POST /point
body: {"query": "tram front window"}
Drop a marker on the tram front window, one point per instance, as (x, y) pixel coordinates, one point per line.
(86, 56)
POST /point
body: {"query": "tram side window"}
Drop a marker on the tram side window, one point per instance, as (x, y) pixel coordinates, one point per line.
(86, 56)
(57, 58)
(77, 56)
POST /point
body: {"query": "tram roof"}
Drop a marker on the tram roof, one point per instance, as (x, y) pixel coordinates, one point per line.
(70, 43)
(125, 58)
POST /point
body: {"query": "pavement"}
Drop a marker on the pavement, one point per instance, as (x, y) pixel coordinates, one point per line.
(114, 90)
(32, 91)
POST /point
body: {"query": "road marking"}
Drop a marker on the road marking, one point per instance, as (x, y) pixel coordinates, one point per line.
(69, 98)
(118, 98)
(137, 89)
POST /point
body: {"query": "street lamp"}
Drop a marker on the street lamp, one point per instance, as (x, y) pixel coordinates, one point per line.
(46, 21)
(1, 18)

====

**WHAT THE TASK REQUIRES**
Please quote all of the items above word for word, without changing or leaving out anything.

**THE RESPONSE**
POST /point
body: {"query": "tram front window"}
Drop a marker on the tram front window, one point per instance, as (x, y) pixel coordinates, one point per line.
(86, 56)
POST /point
body: {"query": "tram side window"}
Drop a marker on the tram side window, one point per instance, as (x, y) pixel coordinates, one point per line.
(86, 56)
(57, 58)
(77, 56)
POST /point
body: {"query": "tram roof"}
Drop a marker on the tram roof, one point per instance, as (x, y) pixel coordinates, one point per line.
(70, 43)
(125, 58)
POST /point
body: {"query": "pavement"}
Drop a marker on the pavement, one point per instance, as (x, y) pixel coordinates, one point per line.
(114, 90)
(32, 91)
POST /point
body: {"query": "road marking"}
Drop a marker on the road marking, one point per instance, as (x, y) pixel coordinates, one point per line.
(69, 98)
(118, 98)
(137, 89)
POST /point
body: {"query": "street lamp"}
Drop a marker on the street lamp, one point per instance, as (x, y) pixel coordinates, one point per line.
(46, 21)
(1, 18)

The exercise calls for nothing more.